───── RECORD LIST ─────

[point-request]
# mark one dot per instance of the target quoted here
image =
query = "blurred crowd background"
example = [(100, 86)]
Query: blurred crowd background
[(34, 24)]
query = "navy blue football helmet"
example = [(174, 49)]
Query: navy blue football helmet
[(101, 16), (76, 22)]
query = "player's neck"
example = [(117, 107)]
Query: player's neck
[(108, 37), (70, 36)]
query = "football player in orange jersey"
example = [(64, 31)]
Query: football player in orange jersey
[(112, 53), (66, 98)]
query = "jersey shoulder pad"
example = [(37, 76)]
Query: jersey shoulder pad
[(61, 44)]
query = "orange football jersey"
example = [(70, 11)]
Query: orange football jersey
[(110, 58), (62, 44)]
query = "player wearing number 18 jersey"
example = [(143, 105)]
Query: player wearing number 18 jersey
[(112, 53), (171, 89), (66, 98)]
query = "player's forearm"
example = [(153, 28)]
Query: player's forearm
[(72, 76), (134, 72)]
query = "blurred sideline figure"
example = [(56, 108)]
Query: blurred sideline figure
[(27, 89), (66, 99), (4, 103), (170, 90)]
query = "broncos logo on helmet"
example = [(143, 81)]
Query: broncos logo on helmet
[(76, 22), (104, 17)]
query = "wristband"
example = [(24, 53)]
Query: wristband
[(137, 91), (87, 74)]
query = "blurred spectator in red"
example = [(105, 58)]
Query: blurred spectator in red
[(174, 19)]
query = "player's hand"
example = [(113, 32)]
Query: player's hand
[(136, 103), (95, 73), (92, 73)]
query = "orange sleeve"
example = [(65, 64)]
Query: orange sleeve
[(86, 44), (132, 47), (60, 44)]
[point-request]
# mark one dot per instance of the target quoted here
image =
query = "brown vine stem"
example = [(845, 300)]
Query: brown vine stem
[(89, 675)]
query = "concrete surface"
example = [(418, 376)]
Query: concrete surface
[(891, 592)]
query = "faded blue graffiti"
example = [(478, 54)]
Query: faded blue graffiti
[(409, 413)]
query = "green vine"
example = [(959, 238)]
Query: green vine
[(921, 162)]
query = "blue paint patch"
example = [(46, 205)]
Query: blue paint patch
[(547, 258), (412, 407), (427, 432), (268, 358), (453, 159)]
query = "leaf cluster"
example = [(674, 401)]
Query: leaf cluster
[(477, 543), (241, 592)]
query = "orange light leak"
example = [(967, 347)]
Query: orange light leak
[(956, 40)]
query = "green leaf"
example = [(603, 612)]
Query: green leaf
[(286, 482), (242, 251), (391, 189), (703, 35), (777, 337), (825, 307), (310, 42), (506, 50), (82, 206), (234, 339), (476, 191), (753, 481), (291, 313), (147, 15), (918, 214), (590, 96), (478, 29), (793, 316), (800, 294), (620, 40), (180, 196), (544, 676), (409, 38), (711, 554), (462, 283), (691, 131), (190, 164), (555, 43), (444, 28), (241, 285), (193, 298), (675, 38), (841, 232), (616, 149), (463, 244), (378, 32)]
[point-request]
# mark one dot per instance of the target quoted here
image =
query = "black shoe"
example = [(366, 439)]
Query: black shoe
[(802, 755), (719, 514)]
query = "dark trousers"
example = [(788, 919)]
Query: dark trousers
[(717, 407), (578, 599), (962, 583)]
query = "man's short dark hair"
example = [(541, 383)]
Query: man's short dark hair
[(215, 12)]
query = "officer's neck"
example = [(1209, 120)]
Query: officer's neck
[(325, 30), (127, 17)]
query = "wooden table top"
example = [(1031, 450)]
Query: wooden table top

─────

• **WHAT IS NEEDED**:
Repeat the lines above exactly.

• **RESPONSE TO THE EXERCISE**:
[point-request]
# mark one dot per instance of the target quoted here
image =
query = "blurred crowd background"
example = [(100, 86)]
Query: blurred crowd background
[(34, 24)]
query = "navy blue football helmet"
example = [(174, 49)]
Query: navy blue football helmet
[(101, 16), (76, 22)]
query = "player's neck"
example = [(117, 107)]
Query: player's neck
[(108, 37), (70, 36)]
query = "football player in orange jersey"
example = [(64, 31)]
Query: football player in orange jersey
[(112, 53), (66, 98)]
query = "jersey shoulder pad"
example = [(37, 76)]
Query: jersey shoulder pad
[(61, 44)]
query = "orange football jersey"
example = [(70, 11)]
Query: orange football jersey
[(110, 58), (62, 44)]
query = "player wearing number 18 jersey"
example = [(143, 105)]
Query: player wearing number 18 jersey
[(112, 53), (171, 89), (66, 98)]
query = "player's forearm"
example = [(153, 28)]
Query: player's forearm
[(72, 76), (134, 72)]
query = "blurred sideline figure"
example = [(56, 108)]
Query: blurred sideline figure
[(27, 89), (66, 99), (4, 103), (170, 90)]
query = "broncos logo on helmet"
example = [(143, 81)]
Query: broncos logo on helmet
[(76, 22), (104, 17)]
query = "wristband"
example = [(24, 53)]
Query: wristband
[(137, 91), (87, 74)]
query = "blurred spectator in red"
example = [(105, 58)]
Query: blurred spectator in red
[(174, 19)]
query = "player's hand"
example = [(113, 32)]
Query: player's hand
[(136, 103), (95, 73), (92, 73)]
query = "orange sleeve"
example = [(65, 64)]
Query: orange sleeve
[(86, 44), (132, 47), (60, 44)]
[point-request]
# mark one dot per instance of the target quoted here
image =
query = "brown vine stem"
example = [(845, 300)]
Query: brown vine stem
[(89, 675)]
query = "concrete surface"
example = [(418, 376)]
Query: concrete surface
[(891, 592)]
query = "faded blue graffiti"
example = [(478, 54)]
Query: faded blue graffiti
[(409, 413)]
query = "green vine"
example = [(959, 238)]
Query: green vine
[(921, 162)]
query = "blue paint patch"
example = [(46, 205)]
Query: blue paint patch
[(547, 258), (412, 407), (427, 432), (268, 358), (453, 159)]
query = "leaf cluster"
example = [(674, 401)]
Query: leaf cluster
[(477, 543), (241, 592)]
query = "orange light leak"
example = [(967, 347)]
Query: orange light leak
[(956, 40)]
query = "green leaf"
example = [(603, 612)]
Query: green leaf
[(286, 482), (242, 251), (391, 189), (703, 35), (777, 337), (825, 307), (310, 42), (506, 50), (82, 206), (234, 339), (476, 191), (753, 481), (291, 313), (147, 15), (918, 214), (590, 96), (478, 29), (793, 316), (800, 294), (620, 40), (180, 196), (544, 676), (409, 38), (711, 554), (462, 283), (691, 131), (190, 164), (555, 43), (444, 28), (241, 285), (193, 298), (675, 38), (841, 232), (616, 149), (463, 244), (378, 32)]
[point-request]
# mark one dot per instance of the target quoted here
image =
query = "black shoe"
example = [(366, 439)]
Query: black shoe
[(802, 755), (719, 514)]
query = "dark trousers"
example = [(788, 919)]
Query: dark trousers
[(717, 407), (578, 599), (962, 583)]
query = "man's short dark hair"
example = [(541, 383)]
Query: man's short dark hair
[(215, 12)]
query = "officer's neck"
example = [(1209, 120)]
Query: officer's neck
[(325, 30), (127, 17)]
query = "wooden table top"
example = [(1031, 450)]
Query: wooden table top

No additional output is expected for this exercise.